• [Work task 1]: In the excerpt on .init and .fini processing, what was the customer's link-time after they received the patch?
• [Work task 2]: Quote the excerpt on .init and .fini processing between "Similarly, shared objects" and "process with dlclose(3c).", inclusive.

• [Reading passage]:

- - -

The customer now has the relevant patch. Their link-time is down to 35 seconds.Which is still not as fast as Windows, so we still have some work to do. Perhaps the compilers could generate a little less for us to do :-).


Technorati Tag: OpenSolaris
Technorati Tag: Solaris

Tuesday Sep 27, 2005

Init and Fini Processing - who designed this?

Recently we had to make yet another modification to our runtime .init processing to compensate for an undesirable application interaction. I thought an overview of our torturous history of .init processing might be entertaining.

During the creation of a dynamic object, the link-editor ld(1), arranges for any .init and .fini sections to be collected into blocks of code that are executed by the runtime linker ld.so.1(1). These blocks of code are typically used to implement constructors and destructors, or code identified with #pragma init, or #pragma fini.

The original System V ABI was rather vague in regard these sections, stating simply:

        After the dynamic linker has built the process image and performed the
        relocations, each shared object gets the opportunity to execute some
        initialization code.  These initialization functions are called in no
        specific order, but all shared object initializations happen before the
        executable file gains control.

        Similarly, shared objects may have termination functions, which are
        executed with the atexit(3c) mechanism after the base process begins
        its termination sequence. Once again, the order in which the dynamic
        linkers calls termination functions is unspecified.

The system has evolved since this was written, and today there is an expectation that any initialization functions are called before any code within the same object is referenced. This holds true for dependencies of the application and objects that are dynamically added to a process with dlopen(3c). The reverse is expected on process termination, and when objects are removed from the process with dlclose(3c).

Todays processes, language requirements (C++), lazy-loading, together with dlopen(), and dlclose() use, have resulted in a complex .init/.fini execution model that attempts to satisfy a users expectations. However, scenarios can still exist where expectations can not be achieved. Typically, the implementation details of .init/.fini processing aren't something any developers design to. But as the dynamic dependencies of a process change, unforeseen side-effects of this processing can cause problems. Given the complexity of todays processes, these problems can be difficult to detect let alone prepare against.

- - -

• [Input data]:
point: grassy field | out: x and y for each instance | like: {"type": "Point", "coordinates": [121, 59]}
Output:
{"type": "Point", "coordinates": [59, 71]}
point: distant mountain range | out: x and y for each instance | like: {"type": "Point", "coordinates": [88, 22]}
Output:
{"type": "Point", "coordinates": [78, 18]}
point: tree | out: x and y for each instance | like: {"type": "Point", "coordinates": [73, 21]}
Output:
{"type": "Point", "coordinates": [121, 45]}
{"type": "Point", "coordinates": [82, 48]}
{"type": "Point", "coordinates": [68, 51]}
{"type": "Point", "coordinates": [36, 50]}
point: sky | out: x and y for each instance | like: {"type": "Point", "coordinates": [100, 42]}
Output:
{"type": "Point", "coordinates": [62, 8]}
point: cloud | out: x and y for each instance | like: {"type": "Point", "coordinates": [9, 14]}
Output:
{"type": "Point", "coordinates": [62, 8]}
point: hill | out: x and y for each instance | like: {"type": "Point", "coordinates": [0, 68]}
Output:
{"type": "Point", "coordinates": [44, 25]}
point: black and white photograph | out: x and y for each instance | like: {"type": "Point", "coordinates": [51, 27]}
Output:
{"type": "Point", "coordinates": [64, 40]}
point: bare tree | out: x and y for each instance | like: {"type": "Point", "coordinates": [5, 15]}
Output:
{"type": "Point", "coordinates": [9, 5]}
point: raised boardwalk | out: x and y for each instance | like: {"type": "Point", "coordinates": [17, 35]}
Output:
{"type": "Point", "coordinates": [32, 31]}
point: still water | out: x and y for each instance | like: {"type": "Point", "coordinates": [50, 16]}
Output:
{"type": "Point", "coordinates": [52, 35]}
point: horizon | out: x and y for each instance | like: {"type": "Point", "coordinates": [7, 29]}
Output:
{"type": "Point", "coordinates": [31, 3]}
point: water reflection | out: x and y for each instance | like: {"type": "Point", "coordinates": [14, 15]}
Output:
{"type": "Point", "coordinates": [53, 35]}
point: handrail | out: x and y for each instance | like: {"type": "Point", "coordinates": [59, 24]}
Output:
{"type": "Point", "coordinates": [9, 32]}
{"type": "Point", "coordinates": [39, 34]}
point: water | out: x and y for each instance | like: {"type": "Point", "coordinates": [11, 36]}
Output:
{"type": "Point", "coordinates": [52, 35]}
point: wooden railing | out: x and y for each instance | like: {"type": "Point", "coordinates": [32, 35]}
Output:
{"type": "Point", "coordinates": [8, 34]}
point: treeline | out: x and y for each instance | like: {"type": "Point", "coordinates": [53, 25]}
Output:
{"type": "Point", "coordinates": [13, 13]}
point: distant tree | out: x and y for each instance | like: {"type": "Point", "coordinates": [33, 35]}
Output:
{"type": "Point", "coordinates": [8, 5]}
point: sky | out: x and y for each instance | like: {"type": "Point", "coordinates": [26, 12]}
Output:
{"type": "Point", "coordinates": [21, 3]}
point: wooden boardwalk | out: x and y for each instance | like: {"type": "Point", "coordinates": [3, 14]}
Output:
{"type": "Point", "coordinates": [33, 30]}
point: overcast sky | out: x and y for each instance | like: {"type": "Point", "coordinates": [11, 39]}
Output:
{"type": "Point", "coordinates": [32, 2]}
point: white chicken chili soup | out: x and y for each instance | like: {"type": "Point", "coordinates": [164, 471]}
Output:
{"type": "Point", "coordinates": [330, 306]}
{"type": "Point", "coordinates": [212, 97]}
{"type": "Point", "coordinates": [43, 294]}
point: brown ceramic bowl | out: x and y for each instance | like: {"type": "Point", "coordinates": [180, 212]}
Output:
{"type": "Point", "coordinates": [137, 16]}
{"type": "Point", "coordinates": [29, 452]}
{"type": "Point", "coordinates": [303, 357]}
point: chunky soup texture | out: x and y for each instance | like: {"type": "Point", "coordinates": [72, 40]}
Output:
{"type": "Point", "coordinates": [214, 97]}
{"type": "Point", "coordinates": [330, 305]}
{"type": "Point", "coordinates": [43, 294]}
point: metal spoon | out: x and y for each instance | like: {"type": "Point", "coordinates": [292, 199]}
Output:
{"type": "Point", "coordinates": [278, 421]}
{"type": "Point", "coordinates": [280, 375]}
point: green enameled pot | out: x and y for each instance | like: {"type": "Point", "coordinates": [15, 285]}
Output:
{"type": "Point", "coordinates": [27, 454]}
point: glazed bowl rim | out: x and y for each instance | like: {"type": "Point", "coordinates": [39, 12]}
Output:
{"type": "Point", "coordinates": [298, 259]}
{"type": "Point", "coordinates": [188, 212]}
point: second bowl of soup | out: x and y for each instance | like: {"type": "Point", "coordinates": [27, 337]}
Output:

- - -

• [Exercise solution 1]: 35 seconds.

• [Exercise solution 2]:
Similarly, shared objects may have termination functions, which are
        executed with the atexit(3c) mechanism after the base process begins
        its termination sequence. Once again, the order in which the dynamic
        linkers calls termination functions is unspecified.

The system has evolved since this was written, and today there is an expectation that any initialization functions are called before any code within the same object is referenced. This holds true for dependencies of the application and objects that are dynamically added to a process with dlopen(3c). The reverse is expected on process termination, and when objects are removed from the process with dlclose(3c).